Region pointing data

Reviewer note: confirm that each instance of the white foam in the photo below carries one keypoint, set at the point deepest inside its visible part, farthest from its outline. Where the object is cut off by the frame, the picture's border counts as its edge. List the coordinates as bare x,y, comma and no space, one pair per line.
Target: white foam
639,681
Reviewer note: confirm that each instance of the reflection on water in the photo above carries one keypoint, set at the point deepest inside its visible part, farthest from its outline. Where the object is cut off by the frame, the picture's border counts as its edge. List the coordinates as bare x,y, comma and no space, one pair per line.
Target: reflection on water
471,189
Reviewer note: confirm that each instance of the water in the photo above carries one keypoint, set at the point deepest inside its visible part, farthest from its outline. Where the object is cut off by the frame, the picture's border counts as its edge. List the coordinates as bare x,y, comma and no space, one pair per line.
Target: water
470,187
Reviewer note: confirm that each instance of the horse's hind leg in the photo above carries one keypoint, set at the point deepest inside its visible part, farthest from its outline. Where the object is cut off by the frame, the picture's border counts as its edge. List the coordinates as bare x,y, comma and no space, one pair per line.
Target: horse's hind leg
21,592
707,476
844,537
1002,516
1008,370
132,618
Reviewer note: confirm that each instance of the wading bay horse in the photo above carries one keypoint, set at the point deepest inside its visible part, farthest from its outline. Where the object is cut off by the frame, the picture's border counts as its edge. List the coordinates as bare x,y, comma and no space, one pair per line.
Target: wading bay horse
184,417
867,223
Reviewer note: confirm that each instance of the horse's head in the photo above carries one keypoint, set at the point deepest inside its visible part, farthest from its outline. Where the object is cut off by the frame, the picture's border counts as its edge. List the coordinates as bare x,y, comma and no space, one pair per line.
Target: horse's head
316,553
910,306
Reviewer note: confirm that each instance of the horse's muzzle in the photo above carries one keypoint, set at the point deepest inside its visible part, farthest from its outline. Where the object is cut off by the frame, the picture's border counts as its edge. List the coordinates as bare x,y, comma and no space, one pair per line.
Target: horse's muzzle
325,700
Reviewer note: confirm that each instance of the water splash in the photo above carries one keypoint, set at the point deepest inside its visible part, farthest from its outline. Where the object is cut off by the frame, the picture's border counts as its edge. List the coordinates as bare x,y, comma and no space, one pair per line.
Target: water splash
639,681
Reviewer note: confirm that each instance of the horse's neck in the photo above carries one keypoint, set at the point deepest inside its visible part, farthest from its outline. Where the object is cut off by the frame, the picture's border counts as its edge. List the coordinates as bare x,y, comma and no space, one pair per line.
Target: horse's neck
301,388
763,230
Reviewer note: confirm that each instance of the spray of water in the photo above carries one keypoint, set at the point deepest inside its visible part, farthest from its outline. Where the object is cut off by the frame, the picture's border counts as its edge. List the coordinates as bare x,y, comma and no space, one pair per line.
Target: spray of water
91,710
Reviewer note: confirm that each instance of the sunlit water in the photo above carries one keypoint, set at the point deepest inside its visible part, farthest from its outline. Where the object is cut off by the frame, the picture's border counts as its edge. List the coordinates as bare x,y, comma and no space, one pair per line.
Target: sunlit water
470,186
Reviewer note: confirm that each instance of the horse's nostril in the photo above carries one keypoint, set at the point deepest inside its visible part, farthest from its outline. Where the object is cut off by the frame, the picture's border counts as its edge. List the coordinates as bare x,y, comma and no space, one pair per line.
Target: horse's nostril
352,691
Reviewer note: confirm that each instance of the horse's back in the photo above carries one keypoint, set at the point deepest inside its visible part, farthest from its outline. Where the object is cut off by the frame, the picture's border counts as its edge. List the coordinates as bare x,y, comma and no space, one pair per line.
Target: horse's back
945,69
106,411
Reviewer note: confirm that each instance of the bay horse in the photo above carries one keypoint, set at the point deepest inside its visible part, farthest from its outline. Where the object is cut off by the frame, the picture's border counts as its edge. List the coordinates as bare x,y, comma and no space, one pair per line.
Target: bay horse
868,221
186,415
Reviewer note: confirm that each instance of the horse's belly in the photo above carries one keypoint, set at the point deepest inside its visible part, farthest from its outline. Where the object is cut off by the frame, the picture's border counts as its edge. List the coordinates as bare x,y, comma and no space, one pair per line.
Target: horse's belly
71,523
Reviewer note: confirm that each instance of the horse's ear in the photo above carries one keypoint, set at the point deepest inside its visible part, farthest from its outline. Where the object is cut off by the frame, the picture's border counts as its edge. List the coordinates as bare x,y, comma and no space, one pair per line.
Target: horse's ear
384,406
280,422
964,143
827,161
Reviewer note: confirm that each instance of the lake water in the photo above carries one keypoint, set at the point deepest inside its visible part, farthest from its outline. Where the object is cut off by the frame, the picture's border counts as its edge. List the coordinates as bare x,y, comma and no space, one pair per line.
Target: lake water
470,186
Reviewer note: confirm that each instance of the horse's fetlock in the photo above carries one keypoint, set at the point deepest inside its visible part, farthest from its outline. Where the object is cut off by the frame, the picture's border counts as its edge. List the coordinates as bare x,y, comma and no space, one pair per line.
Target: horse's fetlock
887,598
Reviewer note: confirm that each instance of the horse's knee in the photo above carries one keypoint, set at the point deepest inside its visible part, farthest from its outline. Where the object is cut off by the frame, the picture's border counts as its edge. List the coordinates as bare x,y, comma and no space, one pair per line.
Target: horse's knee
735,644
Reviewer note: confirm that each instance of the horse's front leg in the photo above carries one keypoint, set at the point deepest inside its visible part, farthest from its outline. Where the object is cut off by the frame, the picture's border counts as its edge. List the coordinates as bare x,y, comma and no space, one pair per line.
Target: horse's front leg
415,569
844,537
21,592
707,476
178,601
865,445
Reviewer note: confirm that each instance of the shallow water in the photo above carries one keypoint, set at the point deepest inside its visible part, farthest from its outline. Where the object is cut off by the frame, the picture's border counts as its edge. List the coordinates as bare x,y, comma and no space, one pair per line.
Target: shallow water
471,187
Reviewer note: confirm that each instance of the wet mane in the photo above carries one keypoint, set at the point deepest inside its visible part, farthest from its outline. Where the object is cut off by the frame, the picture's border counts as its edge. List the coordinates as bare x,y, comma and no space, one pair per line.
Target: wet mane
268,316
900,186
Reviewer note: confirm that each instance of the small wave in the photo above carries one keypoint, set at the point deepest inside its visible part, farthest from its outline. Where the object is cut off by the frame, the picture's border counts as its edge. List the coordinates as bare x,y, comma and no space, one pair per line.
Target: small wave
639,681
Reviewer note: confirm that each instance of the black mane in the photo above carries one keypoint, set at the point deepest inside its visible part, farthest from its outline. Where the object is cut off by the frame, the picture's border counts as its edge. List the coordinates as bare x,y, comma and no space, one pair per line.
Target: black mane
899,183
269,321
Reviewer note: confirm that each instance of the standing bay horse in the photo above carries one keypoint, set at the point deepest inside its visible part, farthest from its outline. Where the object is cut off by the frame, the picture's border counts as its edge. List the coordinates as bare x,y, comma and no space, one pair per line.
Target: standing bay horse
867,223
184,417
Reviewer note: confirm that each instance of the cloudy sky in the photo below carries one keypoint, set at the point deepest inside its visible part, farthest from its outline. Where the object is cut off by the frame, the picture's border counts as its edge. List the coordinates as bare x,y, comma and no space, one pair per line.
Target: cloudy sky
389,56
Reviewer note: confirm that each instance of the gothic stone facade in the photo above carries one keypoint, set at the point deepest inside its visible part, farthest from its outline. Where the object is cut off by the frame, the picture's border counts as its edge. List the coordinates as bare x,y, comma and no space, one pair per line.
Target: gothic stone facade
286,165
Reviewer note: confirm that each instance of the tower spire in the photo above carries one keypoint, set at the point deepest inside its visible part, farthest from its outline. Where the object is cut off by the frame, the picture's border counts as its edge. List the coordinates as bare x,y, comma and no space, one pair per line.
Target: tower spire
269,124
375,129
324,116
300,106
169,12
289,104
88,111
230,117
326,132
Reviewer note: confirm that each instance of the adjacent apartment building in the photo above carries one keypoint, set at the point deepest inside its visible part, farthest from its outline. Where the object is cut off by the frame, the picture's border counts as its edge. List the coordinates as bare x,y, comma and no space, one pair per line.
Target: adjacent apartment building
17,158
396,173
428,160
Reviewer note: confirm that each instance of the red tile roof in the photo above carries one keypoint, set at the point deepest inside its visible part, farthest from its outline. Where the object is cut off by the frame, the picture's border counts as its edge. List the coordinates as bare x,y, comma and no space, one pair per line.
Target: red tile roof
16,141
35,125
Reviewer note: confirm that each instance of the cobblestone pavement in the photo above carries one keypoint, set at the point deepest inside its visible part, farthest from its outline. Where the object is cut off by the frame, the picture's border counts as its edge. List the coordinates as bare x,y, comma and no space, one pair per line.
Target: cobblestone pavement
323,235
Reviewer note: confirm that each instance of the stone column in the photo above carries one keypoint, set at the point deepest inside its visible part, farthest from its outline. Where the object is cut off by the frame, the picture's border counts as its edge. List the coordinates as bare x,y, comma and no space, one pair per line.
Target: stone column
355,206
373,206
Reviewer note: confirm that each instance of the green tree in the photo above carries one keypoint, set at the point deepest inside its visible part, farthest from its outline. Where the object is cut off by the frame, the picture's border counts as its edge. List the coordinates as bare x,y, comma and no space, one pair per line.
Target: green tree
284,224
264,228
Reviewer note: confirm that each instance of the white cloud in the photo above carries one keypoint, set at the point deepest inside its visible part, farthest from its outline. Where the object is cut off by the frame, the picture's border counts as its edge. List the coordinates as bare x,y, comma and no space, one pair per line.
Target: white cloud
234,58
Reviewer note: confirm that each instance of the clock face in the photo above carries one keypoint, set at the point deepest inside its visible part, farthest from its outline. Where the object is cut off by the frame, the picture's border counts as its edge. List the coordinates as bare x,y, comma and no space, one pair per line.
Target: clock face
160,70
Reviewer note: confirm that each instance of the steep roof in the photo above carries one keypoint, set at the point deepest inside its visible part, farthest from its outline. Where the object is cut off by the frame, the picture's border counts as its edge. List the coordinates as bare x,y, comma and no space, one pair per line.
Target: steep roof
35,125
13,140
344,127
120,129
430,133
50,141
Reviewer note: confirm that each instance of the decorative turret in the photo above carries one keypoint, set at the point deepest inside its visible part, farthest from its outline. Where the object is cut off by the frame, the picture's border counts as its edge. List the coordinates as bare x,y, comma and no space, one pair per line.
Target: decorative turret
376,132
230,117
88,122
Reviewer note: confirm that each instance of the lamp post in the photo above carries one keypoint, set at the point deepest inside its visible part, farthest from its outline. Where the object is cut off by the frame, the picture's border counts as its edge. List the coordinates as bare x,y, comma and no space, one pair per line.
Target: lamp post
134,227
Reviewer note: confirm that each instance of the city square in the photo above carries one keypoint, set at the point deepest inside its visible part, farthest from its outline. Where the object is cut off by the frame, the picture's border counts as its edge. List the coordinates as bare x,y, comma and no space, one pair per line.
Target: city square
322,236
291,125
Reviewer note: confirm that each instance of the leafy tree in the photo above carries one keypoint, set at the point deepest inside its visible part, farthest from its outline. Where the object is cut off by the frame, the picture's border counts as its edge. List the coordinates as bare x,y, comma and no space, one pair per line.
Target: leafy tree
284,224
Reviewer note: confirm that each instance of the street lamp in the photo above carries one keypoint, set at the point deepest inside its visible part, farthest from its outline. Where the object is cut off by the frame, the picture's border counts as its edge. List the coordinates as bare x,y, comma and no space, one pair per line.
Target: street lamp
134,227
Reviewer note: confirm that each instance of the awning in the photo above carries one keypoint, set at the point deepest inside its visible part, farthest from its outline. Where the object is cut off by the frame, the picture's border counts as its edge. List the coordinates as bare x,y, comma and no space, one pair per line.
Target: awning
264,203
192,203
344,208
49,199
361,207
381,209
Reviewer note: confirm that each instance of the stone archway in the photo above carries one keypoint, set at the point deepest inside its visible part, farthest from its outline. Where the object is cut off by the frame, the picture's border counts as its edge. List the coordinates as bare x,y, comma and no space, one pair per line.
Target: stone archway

Task item:
Among the lines of the data above, find those with the word "archway" and show them.

Answer space:
Reviewer note: confirm that each instance of the stone archway in the photo above carries one keypoint, set at the point deepest inside its visible part, farthest from its outline. Where the object is cut off by the frame, the picture's border counts as its edge. List the coordinates as bare x,y, comma and no space, one pair per line.
Target: stone archway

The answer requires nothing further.